▸ Brief
Please quote the stretch of the passage on naming the Ford Fiesta from "1976 and 2006 Ford" through "Ford Fiesta (1976-1983)".

▸ Passage provided
====================
These were: Amigo, Bambi, Bebe, Bolero, Bravo, Cherie, Tempo, Chico, Fiesta, Forito, Metro, Pony and Sierra.

Ford Fiesta 1976 and 2006

1976 and 2006 Ford Fiesta.

Surveys have now been carried out: 10% of those questioned confused the Sierra with the Siesta (which didn't stop Ford from launching a Sierra in 1982). Amigo, Fiesta and Sierra had become too closely associated with Spain, even though the Fiesta would be built there in large numbers. The British didn't like Pony and the Germans didn't like Bambi either. 

Also at Ford, in 1974, Pony and Bambi were part of the final selection, along with Fiesta, Amigo and Sierra. But apparently they weren't really happy about it and postponed it.

Gallery: Ford Fiesta (1976-1983)

The first Fiesta received its final design in Cologne, as shown in this photo from 1974. Time is of the essence. One serious suggestion was that the little car could also be called the 'B Model'. The PR department opted for Bravo: B for Bobcat, known from the radio alphabet and as an expression of the highest approval. Ford Bravo! That had to be it!

But there were sticking points. The name belonged to an Italian pasta manufacturer, who didn't use it. Lamborghini was also rumoured to be planning a Bravo. The name Pony, on the other hand, was eliminated because the Hyundai Pony was presented in 1974. 

In the end, the final decision in September 1975 went all the way to the top: Henry Ford II was presented with the names Bravo, Fiesta and Amigo. Added to this was the fact that a quick solution was needed. After all, the emblems, brochures and advertising had to be prepared.
====================
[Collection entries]
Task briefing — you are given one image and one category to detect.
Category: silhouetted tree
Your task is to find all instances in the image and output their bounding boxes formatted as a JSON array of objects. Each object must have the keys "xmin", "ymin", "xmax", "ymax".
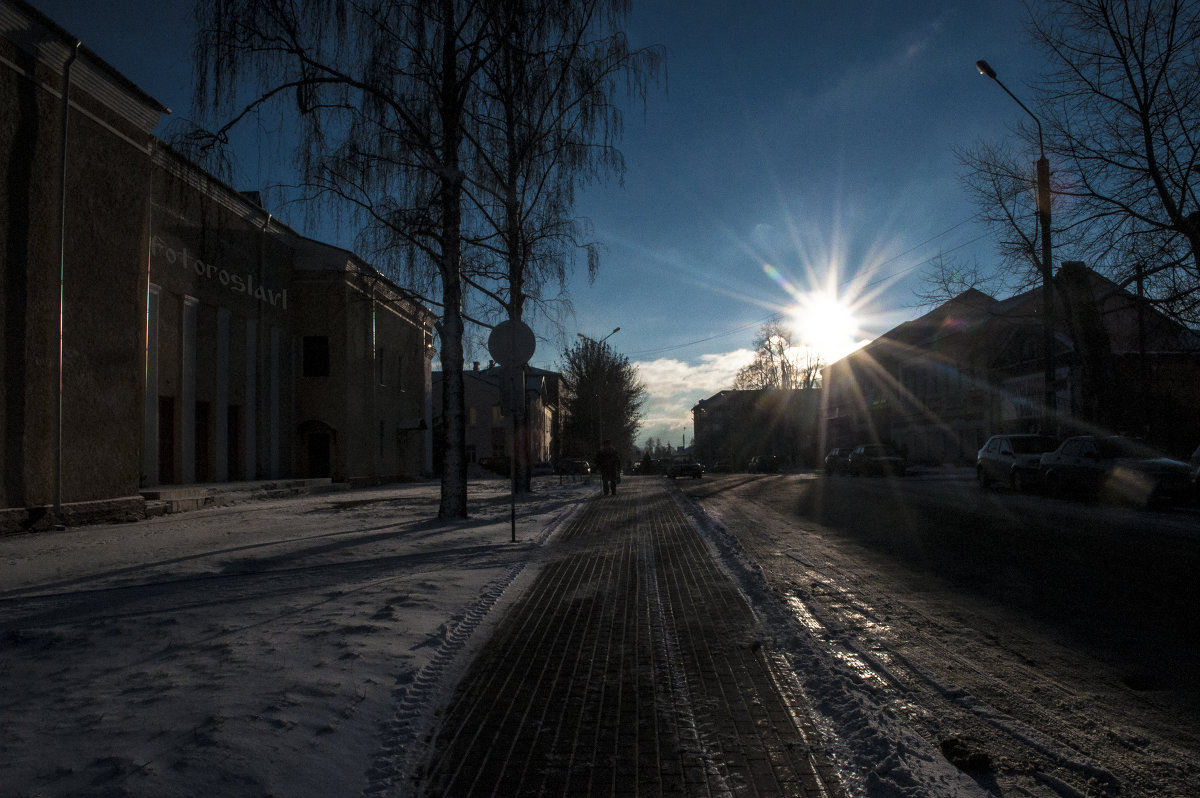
[
  {"xmin": 562, "ymin": 338, "xmax": 646, "ymax": 455},
  {"xmin": 960, "ymin": 0, "xmax": 1200, "ymax": 320},
  {"xmin": 733, "ymin": 319, "xmax": 822, "ymax": 390}
]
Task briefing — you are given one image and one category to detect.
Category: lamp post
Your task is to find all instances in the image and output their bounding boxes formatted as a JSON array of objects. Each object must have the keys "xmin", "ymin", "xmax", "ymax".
[{"xmin": 976, "ymin": 61, "xmax": 1057, "ymax": 432}]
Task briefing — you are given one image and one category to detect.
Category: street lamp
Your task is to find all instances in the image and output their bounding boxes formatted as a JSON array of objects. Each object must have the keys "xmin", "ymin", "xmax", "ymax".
[
  {"xmin": 575, "ymin": 326, "xmax": 620, "ymax": 343},
  {"xmin": 976, "ymin": 61, "xmax": 1057, "ymax": 432}
]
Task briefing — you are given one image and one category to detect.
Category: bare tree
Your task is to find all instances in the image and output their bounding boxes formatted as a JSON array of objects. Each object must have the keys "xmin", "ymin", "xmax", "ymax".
[
  {"xmin": 562, "ymin": 338, "xmax": 646, "ymax": 454},
  {"xmin": 733, "ymin": 319, "xmax": 822, "ymax": 390},
  {"xmin": 913, "ymin": 253, "xmax": 1004, "ymax": 307},
  {"xmin": 184, "ymin": 0, "xmax": 658, "ymax": 517},
  {"xmin": 962, "ymin": 0, "xmax": 1200, "ymax": 320},
  {"xmin": 196, "ymin": 0, "xmax": 488, "ymax": 517},
  {"xmin": 467, "ymin": 0, "xmax": 661, "ymax": 491}
]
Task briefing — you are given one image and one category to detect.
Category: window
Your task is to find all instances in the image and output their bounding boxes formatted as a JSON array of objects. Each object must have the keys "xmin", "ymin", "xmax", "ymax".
[{"xmin": 301, "ymin": 335, "xmax": 329, "ymax": 377}]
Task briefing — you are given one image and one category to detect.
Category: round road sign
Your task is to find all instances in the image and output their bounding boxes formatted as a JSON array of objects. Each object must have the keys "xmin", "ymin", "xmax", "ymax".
[{"xmin": 487, "ymin": 319, "xmax": 538, "ymax": 366}]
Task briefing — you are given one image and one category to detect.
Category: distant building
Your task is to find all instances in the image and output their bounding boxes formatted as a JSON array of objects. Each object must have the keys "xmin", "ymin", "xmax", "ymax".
[
  {"xmin": 0, "ymin": 0, "xmax": 433, "ymax": 529},
  {"xmin": 691, "ymin": 389, "xmax": 822, "ymax": 470},
  {"xmin": 433, "ymin": 362, "xmax": 562, "ymax": 469},
  {"xmin": 823, "ymin": 262, "xmax": 1200, "ymax": 463}
]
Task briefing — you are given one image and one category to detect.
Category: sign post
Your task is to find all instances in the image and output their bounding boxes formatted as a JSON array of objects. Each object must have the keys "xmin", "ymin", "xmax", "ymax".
[{"xmin": 487, "ymin": 319, "xmax": 538, "ymax": 542}]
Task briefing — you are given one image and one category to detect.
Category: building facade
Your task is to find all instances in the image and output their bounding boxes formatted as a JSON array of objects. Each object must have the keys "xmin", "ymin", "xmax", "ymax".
[
  {"xmin": 823, "ymin": 262, "xmax": 1200, "ymax": 463},
  {"xmin": 0, "ymin": 0, "xmax": 433, "ymax": 528},
  {"xmin": 433, "ymin": 362, "xmax": 562, "ymax": 472},
  {"xmin": 691, "ymin": 388, "xmax": 822, "ymax": 470}
]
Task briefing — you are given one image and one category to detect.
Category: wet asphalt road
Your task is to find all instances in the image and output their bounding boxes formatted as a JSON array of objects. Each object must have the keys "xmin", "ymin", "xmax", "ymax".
[{"xmin": 682, "ymin": 472, "xmax": 1200, "ymax": 689}]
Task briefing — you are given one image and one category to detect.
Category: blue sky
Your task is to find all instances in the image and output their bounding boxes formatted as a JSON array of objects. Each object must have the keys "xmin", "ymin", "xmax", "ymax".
[{"xmin": 34, "ymin": 0, "xmax": 1040, "ymax": 445}]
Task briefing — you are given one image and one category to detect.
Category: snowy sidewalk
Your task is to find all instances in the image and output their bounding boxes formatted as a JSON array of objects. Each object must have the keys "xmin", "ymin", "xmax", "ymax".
[
  {"xmin": 408, "ymin": 480, "xmax": 839, "ymax": 796},
  {"xmin": 0, "ymin": 479, "xmax": 599, "ymax": 798}
]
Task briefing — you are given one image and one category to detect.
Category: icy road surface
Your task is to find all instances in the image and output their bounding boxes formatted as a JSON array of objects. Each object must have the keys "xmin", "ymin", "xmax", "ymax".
[{"xmin": 679, "ymin": 474, "xmax": 1200, "ymax": 797}]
====================
▸ Output for this task
1976 and 2006 Ford Fiesta.

Surveys have now been carried out: 10% of those questioned confused the Sierra with the Siesta (which didn't stop Ford from launching a Sierra in 1982). Amigo, Fiesta and Sierra had become too closely associated with Spain, even though the Fiesta would be built there in large numbers. The British didn't like Pony and the Germans didn't like Bambi either. 

Also at Ford, in 1974, Pony and Bambi were part of the final selection, along with Fiesta, Amigo and Sierra. But apparently they weren't really happy about it and postponed it.

Gallery: Ford Fiesta (1976-1983)